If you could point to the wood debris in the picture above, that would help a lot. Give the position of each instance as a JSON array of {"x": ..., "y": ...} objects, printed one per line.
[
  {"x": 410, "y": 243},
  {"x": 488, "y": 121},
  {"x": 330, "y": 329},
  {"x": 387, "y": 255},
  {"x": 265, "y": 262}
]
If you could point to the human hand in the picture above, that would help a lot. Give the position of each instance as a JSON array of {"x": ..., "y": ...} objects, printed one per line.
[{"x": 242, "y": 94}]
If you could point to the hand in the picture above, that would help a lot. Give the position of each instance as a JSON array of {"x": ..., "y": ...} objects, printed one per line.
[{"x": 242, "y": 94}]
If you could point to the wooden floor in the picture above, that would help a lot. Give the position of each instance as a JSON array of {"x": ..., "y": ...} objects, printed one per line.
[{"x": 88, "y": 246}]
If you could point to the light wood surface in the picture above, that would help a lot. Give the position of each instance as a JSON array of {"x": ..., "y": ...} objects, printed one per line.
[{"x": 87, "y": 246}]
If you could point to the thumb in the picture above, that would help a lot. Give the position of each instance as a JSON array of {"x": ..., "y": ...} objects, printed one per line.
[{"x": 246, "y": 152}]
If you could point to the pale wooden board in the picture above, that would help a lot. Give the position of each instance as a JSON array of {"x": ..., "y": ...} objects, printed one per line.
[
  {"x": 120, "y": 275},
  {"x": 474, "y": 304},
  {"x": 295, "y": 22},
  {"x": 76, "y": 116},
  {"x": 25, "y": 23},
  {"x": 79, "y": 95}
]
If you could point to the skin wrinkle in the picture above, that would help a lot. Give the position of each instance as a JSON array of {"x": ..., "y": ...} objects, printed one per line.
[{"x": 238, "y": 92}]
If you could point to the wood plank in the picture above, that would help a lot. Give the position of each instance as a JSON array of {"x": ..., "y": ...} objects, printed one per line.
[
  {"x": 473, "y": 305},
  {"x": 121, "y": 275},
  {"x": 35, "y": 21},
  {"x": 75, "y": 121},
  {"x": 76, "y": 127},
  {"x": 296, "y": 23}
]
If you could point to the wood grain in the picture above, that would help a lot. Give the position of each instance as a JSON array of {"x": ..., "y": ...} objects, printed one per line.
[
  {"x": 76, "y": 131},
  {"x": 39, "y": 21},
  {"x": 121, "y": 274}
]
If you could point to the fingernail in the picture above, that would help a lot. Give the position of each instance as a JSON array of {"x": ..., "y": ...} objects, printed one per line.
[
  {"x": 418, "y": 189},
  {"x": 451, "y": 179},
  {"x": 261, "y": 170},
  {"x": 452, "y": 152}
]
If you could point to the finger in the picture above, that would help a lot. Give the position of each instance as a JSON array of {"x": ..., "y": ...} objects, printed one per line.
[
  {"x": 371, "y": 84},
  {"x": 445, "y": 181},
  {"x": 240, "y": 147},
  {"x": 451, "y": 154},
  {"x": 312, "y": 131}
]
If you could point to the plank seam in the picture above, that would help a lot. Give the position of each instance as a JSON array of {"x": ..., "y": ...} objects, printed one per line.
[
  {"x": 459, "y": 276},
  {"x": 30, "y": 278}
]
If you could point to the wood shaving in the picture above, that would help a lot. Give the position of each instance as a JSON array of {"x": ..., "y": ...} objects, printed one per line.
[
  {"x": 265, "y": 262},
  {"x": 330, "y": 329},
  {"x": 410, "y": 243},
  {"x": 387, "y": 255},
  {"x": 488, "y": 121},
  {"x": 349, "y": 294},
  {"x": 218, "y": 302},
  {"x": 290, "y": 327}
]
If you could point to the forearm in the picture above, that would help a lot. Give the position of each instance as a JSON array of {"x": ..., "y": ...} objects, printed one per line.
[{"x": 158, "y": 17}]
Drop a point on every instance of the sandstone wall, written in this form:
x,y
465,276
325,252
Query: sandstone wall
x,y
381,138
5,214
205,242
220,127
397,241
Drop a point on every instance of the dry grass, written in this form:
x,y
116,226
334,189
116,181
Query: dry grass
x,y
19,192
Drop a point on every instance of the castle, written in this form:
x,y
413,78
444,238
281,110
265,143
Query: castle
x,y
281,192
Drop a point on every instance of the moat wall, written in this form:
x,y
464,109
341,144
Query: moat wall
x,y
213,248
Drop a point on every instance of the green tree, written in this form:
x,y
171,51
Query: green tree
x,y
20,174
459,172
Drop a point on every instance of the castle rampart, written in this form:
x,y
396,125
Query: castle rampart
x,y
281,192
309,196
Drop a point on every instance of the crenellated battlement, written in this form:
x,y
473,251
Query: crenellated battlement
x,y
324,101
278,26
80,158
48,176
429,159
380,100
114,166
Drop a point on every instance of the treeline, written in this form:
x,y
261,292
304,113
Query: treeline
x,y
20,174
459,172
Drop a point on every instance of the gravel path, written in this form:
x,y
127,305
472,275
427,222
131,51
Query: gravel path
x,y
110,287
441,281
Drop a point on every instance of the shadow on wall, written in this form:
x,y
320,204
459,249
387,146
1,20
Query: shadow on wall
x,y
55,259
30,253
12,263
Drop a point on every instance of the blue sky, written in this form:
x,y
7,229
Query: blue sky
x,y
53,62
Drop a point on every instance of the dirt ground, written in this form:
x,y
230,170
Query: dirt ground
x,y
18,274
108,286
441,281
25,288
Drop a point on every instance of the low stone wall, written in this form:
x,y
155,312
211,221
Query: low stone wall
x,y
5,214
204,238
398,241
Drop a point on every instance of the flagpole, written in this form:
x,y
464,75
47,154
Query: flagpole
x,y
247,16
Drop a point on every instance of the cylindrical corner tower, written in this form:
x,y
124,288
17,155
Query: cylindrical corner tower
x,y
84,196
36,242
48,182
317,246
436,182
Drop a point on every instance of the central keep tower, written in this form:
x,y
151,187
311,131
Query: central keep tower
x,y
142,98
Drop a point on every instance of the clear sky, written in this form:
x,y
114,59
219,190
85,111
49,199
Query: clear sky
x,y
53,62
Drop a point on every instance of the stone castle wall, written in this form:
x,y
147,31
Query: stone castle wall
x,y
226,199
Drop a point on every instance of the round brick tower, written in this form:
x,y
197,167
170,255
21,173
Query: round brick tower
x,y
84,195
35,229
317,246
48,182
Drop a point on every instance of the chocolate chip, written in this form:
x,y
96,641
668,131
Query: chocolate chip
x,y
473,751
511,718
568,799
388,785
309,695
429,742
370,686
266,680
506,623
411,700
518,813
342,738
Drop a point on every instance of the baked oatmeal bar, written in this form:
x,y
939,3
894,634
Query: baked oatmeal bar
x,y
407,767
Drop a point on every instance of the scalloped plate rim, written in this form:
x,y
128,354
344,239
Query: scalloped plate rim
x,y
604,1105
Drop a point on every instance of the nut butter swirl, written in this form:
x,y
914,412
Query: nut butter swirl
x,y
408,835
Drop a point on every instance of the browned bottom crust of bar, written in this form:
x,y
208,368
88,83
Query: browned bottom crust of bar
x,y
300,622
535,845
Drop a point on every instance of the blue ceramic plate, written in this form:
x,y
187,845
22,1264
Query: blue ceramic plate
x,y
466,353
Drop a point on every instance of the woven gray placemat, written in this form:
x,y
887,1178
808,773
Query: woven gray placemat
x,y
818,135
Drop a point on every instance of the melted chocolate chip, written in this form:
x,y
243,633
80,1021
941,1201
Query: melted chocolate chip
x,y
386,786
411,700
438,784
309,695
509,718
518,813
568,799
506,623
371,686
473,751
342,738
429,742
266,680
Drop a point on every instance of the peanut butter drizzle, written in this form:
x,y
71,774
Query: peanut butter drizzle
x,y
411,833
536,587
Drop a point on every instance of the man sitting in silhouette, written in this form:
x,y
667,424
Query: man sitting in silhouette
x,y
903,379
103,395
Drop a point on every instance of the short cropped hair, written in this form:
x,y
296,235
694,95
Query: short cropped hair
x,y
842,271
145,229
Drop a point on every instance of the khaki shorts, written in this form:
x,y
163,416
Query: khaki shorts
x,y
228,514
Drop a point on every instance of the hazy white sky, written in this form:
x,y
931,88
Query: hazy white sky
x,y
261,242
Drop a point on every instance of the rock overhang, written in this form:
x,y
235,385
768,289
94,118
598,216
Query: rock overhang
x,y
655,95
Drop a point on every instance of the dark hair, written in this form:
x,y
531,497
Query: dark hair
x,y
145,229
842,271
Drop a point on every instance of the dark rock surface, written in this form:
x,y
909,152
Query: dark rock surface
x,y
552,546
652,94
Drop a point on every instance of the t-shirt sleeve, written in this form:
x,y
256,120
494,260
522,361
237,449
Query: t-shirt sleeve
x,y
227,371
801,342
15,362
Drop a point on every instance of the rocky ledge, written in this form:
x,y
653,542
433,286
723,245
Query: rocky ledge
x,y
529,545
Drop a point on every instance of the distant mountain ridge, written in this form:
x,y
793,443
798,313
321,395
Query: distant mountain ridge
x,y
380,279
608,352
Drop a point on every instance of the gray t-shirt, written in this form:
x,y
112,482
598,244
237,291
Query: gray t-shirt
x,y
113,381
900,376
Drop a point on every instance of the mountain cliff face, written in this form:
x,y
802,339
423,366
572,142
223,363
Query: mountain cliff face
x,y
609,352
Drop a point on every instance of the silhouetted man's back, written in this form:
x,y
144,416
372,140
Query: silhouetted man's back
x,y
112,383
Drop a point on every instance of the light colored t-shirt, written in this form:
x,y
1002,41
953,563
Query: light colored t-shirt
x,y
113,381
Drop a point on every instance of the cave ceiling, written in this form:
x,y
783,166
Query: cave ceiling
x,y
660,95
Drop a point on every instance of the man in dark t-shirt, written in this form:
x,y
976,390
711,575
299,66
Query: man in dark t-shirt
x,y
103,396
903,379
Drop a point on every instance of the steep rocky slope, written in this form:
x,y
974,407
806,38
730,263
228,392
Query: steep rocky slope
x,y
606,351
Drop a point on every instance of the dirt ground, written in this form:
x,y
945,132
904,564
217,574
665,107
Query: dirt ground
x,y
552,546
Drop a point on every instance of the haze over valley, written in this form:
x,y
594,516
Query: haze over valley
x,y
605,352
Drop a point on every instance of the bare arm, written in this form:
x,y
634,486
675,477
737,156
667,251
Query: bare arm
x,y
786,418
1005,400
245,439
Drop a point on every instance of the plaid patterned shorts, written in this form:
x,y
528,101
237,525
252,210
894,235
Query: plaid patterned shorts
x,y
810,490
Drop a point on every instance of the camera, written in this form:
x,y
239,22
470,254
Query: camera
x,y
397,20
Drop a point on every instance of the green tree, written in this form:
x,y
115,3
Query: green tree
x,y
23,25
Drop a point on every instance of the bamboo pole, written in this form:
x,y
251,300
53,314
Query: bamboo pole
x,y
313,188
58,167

__________

The exact lines from the one containing "Query: camera" through the end of the listing above are the expected output; include nothing else.

§ Output for this exercise
Query: camera
x,y
397,20
Drop a point on every instance of the green tree, written in this form:
x,y
115,3
Query: green tree
x,y
23,25
Drop a point on every instance of the bamboo pole, written in this form:
x,y
251,300
53,314
Query: bamboo pole
x,y
313,188
58,167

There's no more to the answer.